==== DATASET CONTENT ====
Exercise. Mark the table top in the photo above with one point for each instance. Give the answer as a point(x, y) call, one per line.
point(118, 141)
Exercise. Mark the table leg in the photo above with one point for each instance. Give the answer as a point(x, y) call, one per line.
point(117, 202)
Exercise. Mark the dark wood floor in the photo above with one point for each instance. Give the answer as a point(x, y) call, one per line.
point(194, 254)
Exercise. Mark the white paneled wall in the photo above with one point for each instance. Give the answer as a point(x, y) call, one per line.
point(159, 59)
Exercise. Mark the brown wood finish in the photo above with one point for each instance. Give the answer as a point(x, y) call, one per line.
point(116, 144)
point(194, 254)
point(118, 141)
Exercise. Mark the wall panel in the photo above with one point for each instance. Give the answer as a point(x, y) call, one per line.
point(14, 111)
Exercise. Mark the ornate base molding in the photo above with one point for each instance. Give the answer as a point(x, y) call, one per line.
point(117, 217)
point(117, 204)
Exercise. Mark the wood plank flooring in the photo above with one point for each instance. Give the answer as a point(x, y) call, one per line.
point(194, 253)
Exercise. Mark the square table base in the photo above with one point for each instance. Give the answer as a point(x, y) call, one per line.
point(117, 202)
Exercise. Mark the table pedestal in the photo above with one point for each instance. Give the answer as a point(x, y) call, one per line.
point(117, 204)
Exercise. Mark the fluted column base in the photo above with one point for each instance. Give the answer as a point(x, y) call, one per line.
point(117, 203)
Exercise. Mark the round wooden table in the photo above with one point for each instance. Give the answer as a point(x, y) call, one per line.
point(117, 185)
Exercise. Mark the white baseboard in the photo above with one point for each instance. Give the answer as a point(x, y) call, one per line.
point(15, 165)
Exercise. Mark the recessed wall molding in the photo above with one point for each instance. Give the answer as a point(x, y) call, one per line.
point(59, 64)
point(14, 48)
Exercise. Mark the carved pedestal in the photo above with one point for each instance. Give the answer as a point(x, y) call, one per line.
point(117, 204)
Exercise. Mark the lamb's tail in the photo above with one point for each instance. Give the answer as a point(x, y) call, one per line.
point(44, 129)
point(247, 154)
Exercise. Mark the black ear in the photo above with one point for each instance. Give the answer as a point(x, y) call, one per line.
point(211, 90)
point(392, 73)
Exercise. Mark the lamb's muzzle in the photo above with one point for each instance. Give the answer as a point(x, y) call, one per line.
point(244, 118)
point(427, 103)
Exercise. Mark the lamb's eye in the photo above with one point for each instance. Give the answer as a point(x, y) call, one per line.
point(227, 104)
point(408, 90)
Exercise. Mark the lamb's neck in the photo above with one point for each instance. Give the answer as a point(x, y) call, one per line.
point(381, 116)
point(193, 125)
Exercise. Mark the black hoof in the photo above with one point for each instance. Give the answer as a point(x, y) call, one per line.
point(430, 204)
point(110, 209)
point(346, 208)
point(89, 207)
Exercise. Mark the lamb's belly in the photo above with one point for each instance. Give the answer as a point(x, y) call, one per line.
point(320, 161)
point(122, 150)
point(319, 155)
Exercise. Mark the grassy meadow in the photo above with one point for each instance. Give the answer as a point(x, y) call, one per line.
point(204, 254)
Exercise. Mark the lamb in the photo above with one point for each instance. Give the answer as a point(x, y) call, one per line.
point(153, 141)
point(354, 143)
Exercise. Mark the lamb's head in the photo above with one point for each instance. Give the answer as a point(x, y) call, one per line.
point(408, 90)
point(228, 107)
====
- [YOUR OBJECTIVE]
Render every line of the records above as a numbered list, omitting any blank lines.

- [EXERCISE ANSWER]
1. Exercise. Mark the table top in the photo above with one point for each instance. Give the answer as a point(x, y) call, one per line.
2. point(118, 141)
3. Exercise. Mark the table leg in the photo above with one point for each instance. Give the answer as a point(x, y) call, one per line.
4. point(117, 202)
5. Exercise. Mark the dark wood floor in the photo above with one point for each instance. Give the answer as a point(x, y) call, one per line.
6. point(194, 254)
7. Exercise. Mark the white paneled wall in the photo above with one point for each instance. Give the answer as a point(x, y) call, one per line.
8. point(159, 59)
9. Exercise. Mark the brown wood finish in the photo above with one point for each instance. Give the answer as a point(x, y) call, one per line.
10. point(116, 144)
11. point(194, 254)
12. point(118, 141)
13. Exercise. Mark the wall panel in the photo above with one point for each instance. Give the answer as a point(x, y) call, one per line.
14. point(14, 111)
15. Exercise. Mark the ornate base molding in the photo above with one point for each instance. Give the answer as a point(x, y) call, one per line.
16. point(117, 217)
17. point(117, 204)
18. Exercise. Mark the wood plank flooring in the photo above with one point for each instance. Give the answer as a point(x, y) call, one per line.
19. point(194, 253)
20. Exercise. Mark the square table base in the photo above with one point for each instance. Give the answer as a point(x, y) call, one per line.
21. point(117, 202)
22. Exercise. Mark the table pedestal in the photo above with one point for each instance. Give the answer as a point(x, y) call, one per line.
23. point(117, 204)
24. Exercise. Mark the fluted column base in the photo above with one point for each instance. Give the answer as a point(x, y) call, one per line.
25. point(117, 203)
26. Exercise. Mark the round wooden table in the photo above with one point for each instance. Give the answer as a point(x, y) call, one per line.
27. point(117, 185)
28. Exercise. Mark the white baseboard in the photo above with one point for each instance. Give the answer as a point(x, y) call, one per line.
29. point(15, 165)
30. Exercise. Mark the recessed wall molding in the photo above with one point for each instance. Give the answer as a point(x, y) call, one per line.
31. point(59, 64)
32. point(14, 48)
33. Exercise. Mark the carved pedestal in the photo above with one point for each instance. Give the answer as a point(x, y) call, one per line.
34. point(117, 204)
35. Exercise. Mark the lamb's tail in the photo above with one point for each instance. Give the answer as a point(x, y) call, one per line.
36. point(44, 129)
37. point(247, 154)
38. Exercise. Mark the black ear in the photo above with one point for each instance. Give the answer as a point(x, y) call, one per line.
39. point(211, 90)
40. point(392, 73)
41. Exercise. Mark the lamb's muzzle in the photo above with one point for each instance. Give the answer as a point(x, y) call, one per line.
42. point(244, 118)
43. point(427, 103)
44. Exercise. Mark the lamb's eye in the photo above with one point for each instance. Give the answer as a point(x, y) call, one per line.
45. point(227, 104)
46. point(408, 90)
47. Exercise. Mark the lamb's neck in the photo above with one point for each instance. Give the answer as a point(x, y) call, one per line.
48. point(381, 116)
49. point(193, 125)
50. Exercise. Mark the black hoof in the photo above with one point for each instance. Give the answer as a point(x, y) call, one per line.
51. point(430, 204)
52. point(110, 209)
53. point(346, 208)
54. point(89, 207)
55. Exercise. Mark the lamb's belly in the photo above with one point for each instance. Give the answer as a point(x, y) call, one per line.
56. point(320, 161)
57. point(122, 150)
58. point(319, 155)
59. Exercise. Mark the grassy meadow in the photo above with one point for each instance. Give the answer as a point(x, y) call, one per line.
60. point(204, 254)
61. Exercise. Mark the lamb in the photo above with one point for each instance. Give the answer as a point(x, y) call, one per line.
62. point(153, 141)
63. point(354, 143)
64. Exercise. Mark the lamb's head in the photo above with one point for each instance. Give the answer as a point(x, y) call, one per line.
65. point(408, 90)
66. point(228, 107)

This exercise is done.